§ **What needs to be done**
Gather each row below that contains the word "tiled" and copy those rows out in full.

§ **Data for this task**
⁂

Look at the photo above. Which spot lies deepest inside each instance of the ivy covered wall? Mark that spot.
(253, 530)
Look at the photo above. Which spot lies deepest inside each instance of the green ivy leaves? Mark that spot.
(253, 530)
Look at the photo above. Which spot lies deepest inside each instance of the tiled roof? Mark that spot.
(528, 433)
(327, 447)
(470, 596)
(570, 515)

⁂

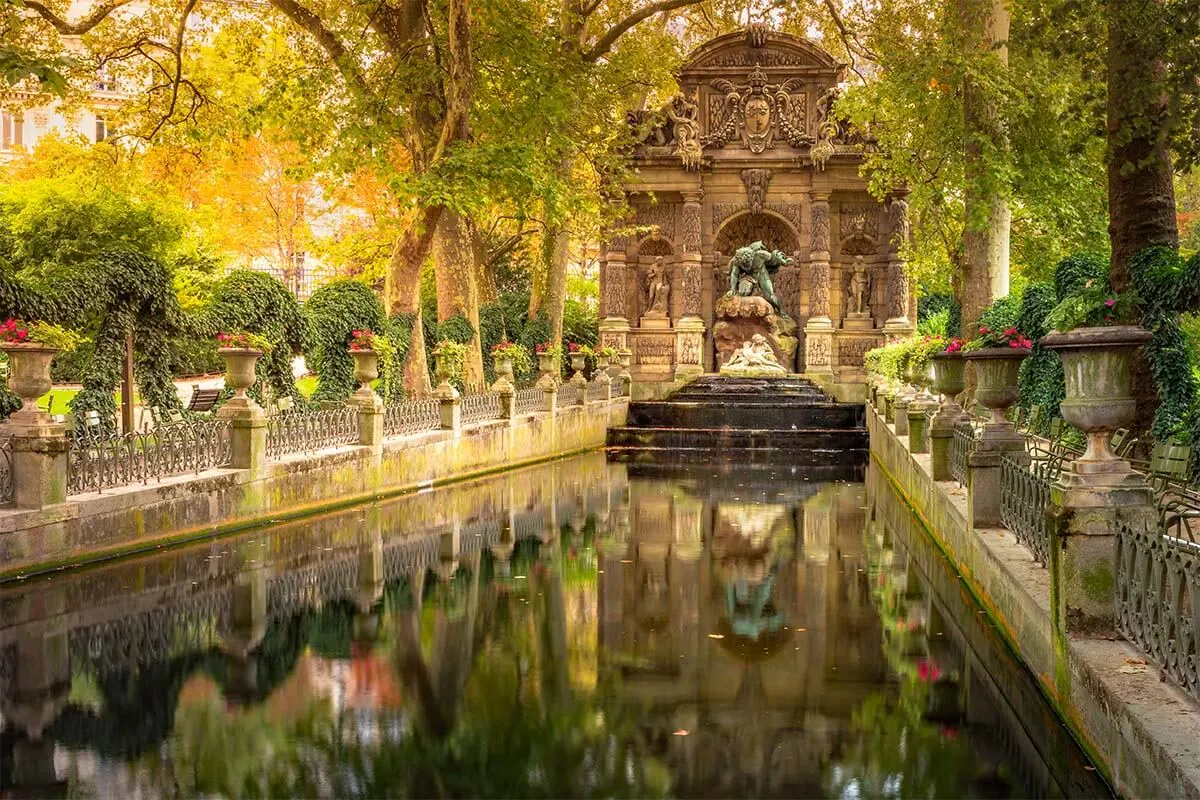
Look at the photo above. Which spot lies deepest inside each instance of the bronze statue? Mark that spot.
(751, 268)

⁂

§ **Exercise answer**
Look at the photo above. Which spot lies deepest inside each instance of the tiled roof? Mark that spot.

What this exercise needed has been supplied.